(Data items)
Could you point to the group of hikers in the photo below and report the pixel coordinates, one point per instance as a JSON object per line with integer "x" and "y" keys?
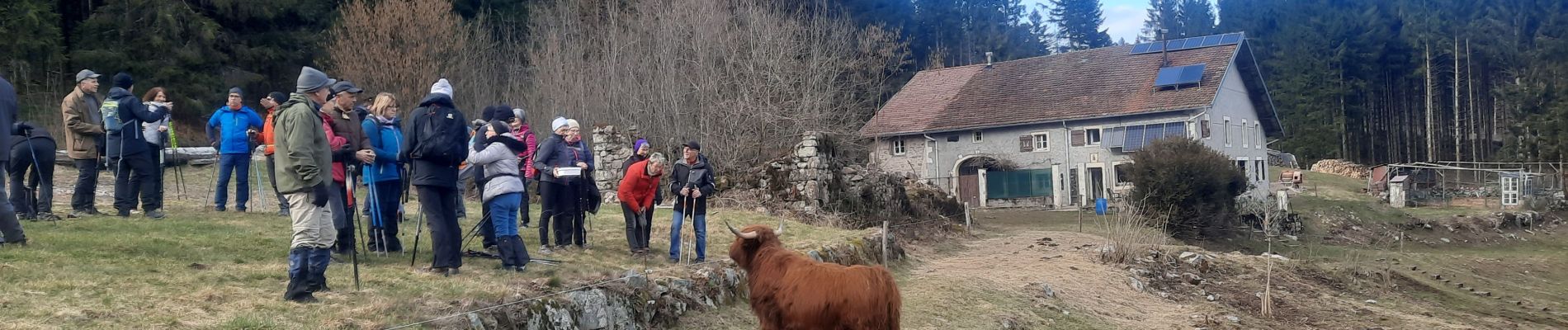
{"x": 322, "y": 143}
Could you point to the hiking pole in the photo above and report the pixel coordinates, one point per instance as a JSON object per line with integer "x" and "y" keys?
{"x": 375, "y": 219}
{"x": 421, "y": 227}
{"x": 357, "y": 232}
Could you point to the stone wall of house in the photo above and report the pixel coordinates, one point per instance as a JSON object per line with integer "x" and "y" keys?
{"x": 611, "y": 148}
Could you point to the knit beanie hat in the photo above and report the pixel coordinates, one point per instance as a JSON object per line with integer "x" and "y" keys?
{"x": 441, "y": 87}
{"x": 557, "y": 124}
{"x": 123, "y": 80}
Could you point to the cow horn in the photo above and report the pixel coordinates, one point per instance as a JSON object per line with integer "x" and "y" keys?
{"x": 737, "y": 232}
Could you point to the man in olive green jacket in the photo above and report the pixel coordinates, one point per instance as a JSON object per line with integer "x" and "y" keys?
{"x": 305, "y": 171}
{"x": 83, "y": 139}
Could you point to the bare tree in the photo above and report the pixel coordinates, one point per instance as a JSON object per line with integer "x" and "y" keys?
{"x": 747, "y": 77}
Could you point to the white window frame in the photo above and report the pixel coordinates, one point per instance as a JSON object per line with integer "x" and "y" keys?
{"x": 1041, "y": 141}
{"x": 1261, "y": 136}
{"x": 1226, "y": 132}
{"x": 1247, "y": 136}
{"x": 1261, "y": 166}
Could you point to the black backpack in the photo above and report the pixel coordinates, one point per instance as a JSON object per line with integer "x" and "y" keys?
{"x": 441, "y": 136}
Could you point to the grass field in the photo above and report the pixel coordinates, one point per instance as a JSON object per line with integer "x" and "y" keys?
{"x": 205, "y": 270}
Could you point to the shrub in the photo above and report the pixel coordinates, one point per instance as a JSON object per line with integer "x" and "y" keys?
{"x": 1191, "y": 185}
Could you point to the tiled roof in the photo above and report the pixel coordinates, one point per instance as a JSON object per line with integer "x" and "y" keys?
{"x": 1078, "y": 85}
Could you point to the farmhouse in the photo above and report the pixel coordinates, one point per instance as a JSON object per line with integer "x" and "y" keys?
{"x": 1054, "y": 130}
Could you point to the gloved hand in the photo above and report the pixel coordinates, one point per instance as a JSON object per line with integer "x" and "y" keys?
{"x": 320, "y": 195}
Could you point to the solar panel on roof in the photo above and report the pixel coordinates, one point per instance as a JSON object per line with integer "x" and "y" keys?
{"x": 1192, "y": 74}
{"x": 1141, "y": 49}
{"x": 1230, "y": 38}
{"x": 1209, "y": 41}
{"x": 1167, "y": 77}
{"x": 1178, "y": 75}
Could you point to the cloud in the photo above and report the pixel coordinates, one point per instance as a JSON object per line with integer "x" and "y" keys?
{"x": 1123, "y": 21}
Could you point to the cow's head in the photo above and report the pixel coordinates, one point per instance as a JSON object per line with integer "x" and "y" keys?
{"x": 750, "y": 239}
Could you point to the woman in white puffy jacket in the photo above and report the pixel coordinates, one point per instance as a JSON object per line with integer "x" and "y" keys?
{"x": 502, "y": 190}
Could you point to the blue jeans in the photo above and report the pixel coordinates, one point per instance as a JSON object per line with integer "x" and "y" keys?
{"x": 700, "y": 225}
{"x": 242, "y": 191}
{"x": 503, "y": 213}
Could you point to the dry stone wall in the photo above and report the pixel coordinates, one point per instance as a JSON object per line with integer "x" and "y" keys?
{"x": 611, "y": 148}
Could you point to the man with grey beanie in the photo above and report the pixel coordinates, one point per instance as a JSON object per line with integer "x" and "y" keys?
{"x": 305, "y": 162}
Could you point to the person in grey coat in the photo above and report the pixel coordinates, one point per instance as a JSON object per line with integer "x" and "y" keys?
{"x": 502, "y": 190}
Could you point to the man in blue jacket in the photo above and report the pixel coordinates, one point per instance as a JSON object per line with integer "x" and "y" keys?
{"x": 229, "y": 130}
{"x": 127, "y": 150}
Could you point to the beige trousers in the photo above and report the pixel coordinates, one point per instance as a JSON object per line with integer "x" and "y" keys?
{"x": 313, "y": 224}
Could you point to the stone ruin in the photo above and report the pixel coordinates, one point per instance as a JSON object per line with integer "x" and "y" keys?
{"x": 611, "y": 149}
{"x": 815, "y": 179}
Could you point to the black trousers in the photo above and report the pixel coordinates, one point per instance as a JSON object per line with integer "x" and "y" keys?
{"x": 87, "y": 183}
{"x": 344, "y": 221}
{"x": 637, "y": 229}
{"x": 385, "y": 216}
{"x": 439, "y": 205}
{"x": 35, "y": 163}
{"x": 134, "y": 177}
{"x": 564, "y": 211}
{"x": 10, "y": 227}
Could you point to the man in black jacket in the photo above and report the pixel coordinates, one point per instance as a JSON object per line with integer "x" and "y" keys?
{"x": 31, "y": 150}
{"x": 690, "y": 182}
{"x": 437, "y": 176}
{"x": 10, "y": 229}
{"x": 129, "y": 152}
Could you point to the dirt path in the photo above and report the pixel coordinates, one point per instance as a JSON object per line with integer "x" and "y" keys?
{"x": 1082, "y": 285}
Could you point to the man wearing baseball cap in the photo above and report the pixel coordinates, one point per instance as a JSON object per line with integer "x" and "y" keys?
{"x": 345, "y": 122}
{"x": 83, "y": 139}
{"x": 690, "y": 182}
{"x": 229, "y": 130}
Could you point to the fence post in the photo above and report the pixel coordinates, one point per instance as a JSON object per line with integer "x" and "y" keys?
{"x": 966, "y": 216}
{"x": 885, "y": 241}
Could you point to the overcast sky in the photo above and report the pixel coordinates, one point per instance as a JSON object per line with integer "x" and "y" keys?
{"x": 1123, "y": 17}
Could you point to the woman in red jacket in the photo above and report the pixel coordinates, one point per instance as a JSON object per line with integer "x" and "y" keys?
{"x": 637, "y": 197}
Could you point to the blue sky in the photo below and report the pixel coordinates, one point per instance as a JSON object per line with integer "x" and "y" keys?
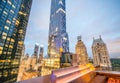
{"x": 89, "y": 18}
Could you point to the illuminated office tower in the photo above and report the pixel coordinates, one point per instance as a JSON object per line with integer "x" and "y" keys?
{"x": 58, "y": 37}
{"x": 100, "y": 53}
{"x": 36, "y": 49}
{"x": 41, "y": 54}
{"x": 81, "y": 51}
{"x": 14, "y": 15}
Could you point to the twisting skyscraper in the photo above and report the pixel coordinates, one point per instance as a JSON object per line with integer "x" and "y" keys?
{"x": 14, "y": 16}
{"x": 58, "y": 37}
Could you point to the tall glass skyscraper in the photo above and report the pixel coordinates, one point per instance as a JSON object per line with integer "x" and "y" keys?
{"x": 14, "y": 16}
{"x": 58, "y": 37}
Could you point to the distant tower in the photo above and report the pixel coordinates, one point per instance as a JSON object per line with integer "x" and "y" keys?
{"x": 100, "y": 53}
{"x": 57, "y": 29}
{"x": 82, "y": 56}
{"x": 36, "y": 49}
{"x": 41, "y": 54}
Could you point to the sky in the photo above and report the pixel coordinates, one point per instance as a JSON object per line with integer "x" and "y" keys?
{"x": 88, "y": 18}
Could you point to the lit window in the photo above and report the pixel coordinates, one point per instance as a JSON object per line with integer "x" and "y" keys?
{"x": 3, "y": 0}
{"x": 9, "y": 2}
{"x": 20, "y": 42}
{"x": 10, "y": 46}
{"x": 12, "y": 11}
{"x": 22, "y": 13}
{"x": 13, "y": 6}
{"x": 8, "y": 39}
{"x": 4, "y": 34}
{"x": 6, "y": 27}
{"x": 8, "y": 21}
{"x": 6, "y": 45}
{"x": 17, "y": 22}
{"x": 1, "y": 48}
{"x": 12, "y": 40}
{"x": 5, "y": 12}
{"x": 20, "y": 31}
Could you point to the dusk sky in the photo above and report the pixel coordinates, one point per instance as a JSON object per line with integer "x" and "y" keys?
{"x": 88, "y": 18}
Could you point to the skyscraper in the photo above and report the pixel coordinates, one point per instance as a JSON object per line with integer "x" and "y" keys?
{"x": 58, "y": 37}
{"x": 81, "y": 51}
{"x": 41, "y": 54}
{"x": 14, "y": 16}
{"x": 36, "y": 49}
{"x": 100, "y": 53}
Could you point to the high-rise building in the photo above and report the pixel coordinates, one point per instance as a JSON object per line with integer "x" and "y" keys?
{"x": 36, "y": 50}
{"x": 100, "y": 53}
{"x": 81, "y": 51}
{"x": 14, "y": 15}
{"x": 41, "y": 54}
{"x": 58, "y": 37}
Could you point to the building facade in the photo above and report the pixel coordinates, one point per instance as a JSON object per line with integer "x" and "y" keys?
{"x": 14, "y": 15}
{"x": 41, "y": 54}
{"x": 36, "y": 50}
{"x": 100, "y": 53}
{"x": 58, "y": 37}
{"x": 81, "y": 51}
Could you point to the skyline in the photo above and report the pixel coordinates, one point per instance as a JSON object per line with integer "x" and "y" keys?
{"x": 100, "y": 17}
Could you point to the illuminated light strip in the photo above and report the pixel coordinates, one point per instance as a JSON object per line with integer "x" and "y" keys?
{"x": 60, "y": 9}
{"x": 60, "y": 2}
{"x": 69, "y": 79}
{"x": 68, "y": 72}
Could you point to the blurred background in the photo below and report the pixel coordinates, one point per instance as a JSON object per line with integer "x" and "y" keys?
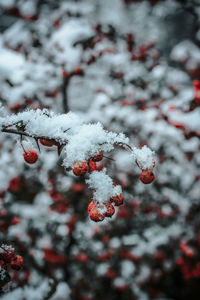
{"x": 134, "y": 66}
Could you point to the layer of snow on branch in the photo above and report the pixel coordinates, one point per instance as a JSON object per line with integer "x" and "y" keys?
{"x": 88, "y": 141}
{"x": 144, "y": 157}
{"x": 103, "y": 186}
{"x": 82, "y": 140}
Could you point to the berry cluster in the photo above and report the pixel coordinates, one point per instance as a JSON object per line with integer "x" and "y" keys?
{"x": 8, "y": 261}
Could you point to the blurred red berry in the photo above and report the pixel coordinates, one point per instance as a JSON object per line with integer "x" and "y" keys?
{"x": 118, "y": 200}
{"x": 46, "y": 143}
{"x": 30, "y": 156}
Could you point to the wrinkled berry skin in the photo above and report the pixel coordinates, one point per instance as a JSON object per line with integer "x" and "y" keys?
{"x": 95, "y": 215}
{"x": 147, "y": 176}
{"x": 80, "y": 168}
{"x": 30, "y": 156}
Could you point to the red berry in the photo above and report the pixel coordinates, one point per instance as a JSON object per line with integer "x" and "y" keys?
{"x": 7, "y": 256}
{"x": 92, "y": 165}
{"x": 80, "y": 168}
{"x": 17, "y": 262}
{"x": 91, "y": 205}
{"x": 14, "y": 184}
{"x": 110, "y": 210}
{"x": 15, "y": 221}
{"x": 46, "y": 143}
{"x": 30, "y": 156}
{"x": 147, "y": 176}
{"x": 3, "y": 266}
{"x": 97, "y": 157}
{"x": 95, "y": 215}
{"x": 118, "y": 200}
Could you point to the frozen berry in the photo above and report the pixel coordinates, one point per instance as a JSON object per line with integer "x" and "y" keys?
{"x": 147, "y": 176}
{"x": 91, "y": 205}
{"x": 95, "y": 215}
{"x": 110, "y": 210}
{"x": 17, "y": 262}
{"x": 14, "y": 184}
{"x": 118, "y": 200}
{"x": 7, "y": 256}
{"x": 80, "y": 168}
{"x": 97, "y": 157}
{"x": 46, "y": 143}
{"x": 15, "y": 221}
{"x": 92, "y": 165}
{"x": 30, "y": 156}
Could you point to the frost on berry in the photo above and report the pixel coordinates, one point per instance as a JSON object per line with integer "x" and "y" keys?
{"x": 97, "y": 157}
{"x": 144, "y": 157}
{"x": 110, "y": 210}
{"x": 92, "y": 165}
{"x": 96, "y": 215}
{"x": 80, "y": 168}
{"x": 147, "y": 176}
{"x": 30, "y": 156}
{"x": 118, "y": 200}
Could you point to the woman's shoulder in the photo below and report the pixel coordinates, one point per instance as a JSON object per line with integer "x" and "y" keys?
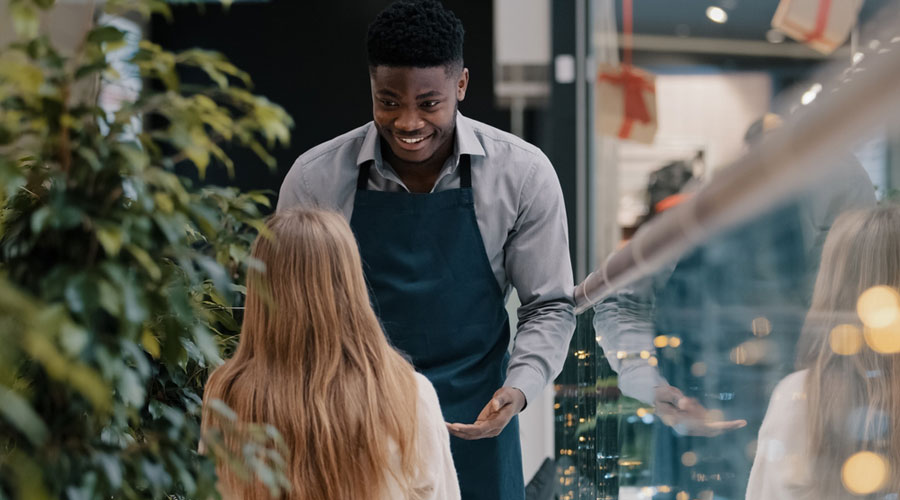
{"x": 792, "y": 387}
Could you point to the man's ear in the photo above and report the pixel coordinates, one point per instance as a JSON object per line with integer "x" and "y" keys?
{"x": 462, "y": 84}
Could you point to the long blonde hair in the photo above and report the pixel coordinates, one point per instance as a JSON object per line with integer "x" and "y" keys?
{"x": 314, "y": 363}
{"x": 853, "y": 398}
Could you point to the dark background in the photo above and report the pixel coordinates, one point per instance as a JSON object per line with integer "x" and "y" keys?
{"x": 310, "y": 58}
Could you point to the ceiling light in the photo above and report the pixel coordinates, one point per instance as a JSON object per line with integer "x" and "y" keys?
{"x": 774, "y": 36}
{"x": 716, "y": 14}
{"x": 811, "y": 94}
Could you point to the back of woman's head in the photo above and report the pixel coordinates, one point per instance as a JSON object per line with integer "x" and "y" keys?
{"x": 314, "y": 363}
{"x": 853, "y": 383}
{"x": 308, "y": 296}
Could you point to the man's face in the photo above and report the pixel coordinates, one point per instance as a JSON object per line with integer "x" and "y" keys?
{"x": 415, "y": 108}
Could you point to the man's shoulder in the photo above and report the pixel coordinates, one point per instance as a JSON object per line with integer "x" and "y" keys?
{"x": 344, "y": 145}
{"x": 496, "y": 141}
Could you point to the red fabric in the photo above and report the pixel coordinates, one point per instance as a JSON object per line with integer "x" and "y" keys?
{"x": 817, "y": 34}
{"x": 627, "y": 30}
{"x": 670, "y": 201}
{"x": 633, "y": 87}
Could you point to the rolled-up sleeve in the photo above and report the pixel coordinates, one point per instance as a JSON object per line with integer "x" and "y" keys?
{"x": 538, "y": 266}
{"x": 623, "y": 324}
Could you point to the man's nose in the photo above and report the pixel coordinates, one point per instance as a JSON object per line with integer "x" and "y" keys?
{"x": 409, "y": 121}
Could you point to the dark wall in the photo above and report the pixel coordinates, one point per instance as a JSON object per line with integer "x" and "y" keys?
{"x": 310, "y": 58}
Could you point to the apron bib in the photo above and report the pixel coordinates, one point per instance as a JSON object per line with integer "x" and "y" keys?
{"x": 435, "y": 293}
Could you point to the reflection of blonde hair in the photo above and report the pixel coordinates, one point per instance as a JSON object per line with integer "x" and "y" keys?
{"x": 853, "y": 400}
{"x": 314, "y": 363}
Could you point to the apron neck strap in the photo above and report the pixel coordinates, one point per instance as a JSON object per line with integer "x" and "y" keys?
{"x": 465, "y": 173}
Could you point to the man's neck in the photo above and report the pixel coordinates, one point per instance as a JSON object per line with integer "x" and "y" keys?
{"x": 419, "y": 177}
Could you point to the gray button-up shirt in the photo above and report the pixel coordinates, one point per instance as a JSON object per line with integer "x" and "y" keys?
{"x": 521, "y": 217}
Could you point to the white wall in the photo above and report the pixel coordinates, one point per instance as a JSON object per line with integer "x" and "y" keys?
{"x": 66, "y": 23}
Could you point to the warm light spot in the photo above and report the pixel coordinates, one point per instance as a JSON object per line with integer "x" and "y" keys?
{"x": 761, "y": 327}
{"x": 845, "y": 340}
{"x": 739, "y": 355}
{"x": 884, "y": 340}
{"x": 879, "y": 307}
{"x": 716, "y": 14}
{"x": 750, "y": 352}
{"x": 864, "y": 473}
{"x": 750, "y": 450}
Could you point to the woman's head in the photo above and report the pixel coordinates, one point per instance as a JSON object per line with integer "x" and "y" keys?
{"x": 308, "y": 297}
{"x": 862, "y": 250}
{"x": 853, "y": 383}
{"x": 314, "y": 363}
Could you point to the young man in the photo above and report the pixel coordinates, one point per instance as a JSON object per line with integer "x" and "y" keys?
{"x": 450, "y": 214}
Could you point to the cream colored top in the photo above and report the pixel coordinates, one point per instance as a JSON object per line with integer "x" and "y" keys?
{"x": 436, "y": 478}
{"x": 781, "y": 468}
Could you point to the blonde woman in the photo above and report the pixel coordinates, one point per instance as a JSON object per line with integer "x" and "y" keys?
{"x": 846, "y": 397}
{"x": 313, "y": 362}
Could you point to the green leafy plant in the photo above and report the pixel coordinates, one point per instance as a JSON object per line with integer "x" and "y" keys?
{"x": 118, "y": 279}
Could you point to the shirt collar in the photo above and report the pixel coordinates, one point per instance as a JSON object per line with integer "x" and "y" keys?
{"x": 466, "y": 143}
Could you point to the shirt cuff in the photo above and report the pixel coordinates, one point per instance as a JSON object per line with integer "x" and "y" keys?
{"x": 639, "y": 380}
{"x": 528, "y": 380}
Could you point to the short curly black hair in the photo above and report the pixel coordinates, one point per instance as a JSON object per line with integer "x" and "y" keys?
{"x": 416, "y": 33}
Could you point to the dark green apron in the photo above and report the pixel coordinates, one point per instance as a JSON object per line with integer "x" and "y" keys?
{"x": 436, "y": 295}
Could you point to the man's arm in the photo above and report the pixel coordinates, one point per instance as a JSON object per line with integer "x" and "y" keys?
{"x": 624, "y": 327}
{"x": 538, "y": 265}
{"x": 623, "y": 324}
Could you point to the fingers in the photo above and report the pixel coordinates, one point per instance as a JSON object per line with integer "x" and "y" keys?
{"x": 727, "y": 425}
{"x": 490, "y": 423}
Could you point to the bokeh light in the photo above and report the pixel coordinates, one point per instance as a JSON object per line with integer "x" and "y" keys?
{"x": 864, "y": 473}
{"x": 884, "y": 340}
{"x": 879, "y": 307}
{"x": 845, "y": 340}
{"x": 761, "y": 327}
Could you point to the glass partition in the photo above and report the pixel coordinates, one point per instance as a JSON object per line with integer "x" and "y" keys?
{"x": 749, "y": 349}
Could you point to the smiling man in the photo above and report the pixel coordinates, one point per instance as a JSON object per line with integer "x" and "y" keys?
{"x": 451, "y": 215}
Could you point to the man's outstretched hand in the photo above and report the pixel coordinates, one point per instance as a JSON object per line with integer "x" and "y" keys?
{"x": 506, "y": 403}
{"x": 688, "y": 417}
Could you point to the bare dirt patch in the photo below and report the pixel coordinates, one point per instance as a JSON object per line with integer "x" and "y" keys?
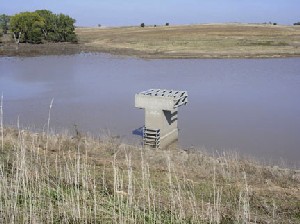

▸ Objective
Report each line of the entries above that contains the word "building", copying every such line in full. Case counts when matching.

▸ The solution
Could you point to the high-rise building in the photo above and report the pixel coordinates, one point per instance as a JSON object per line with integer "x" and "y" keys?
Could you point to the building facade in the photo above and report the pixel coordinates, one point per instance as a JSON object per line with integer "x" and "y" keys?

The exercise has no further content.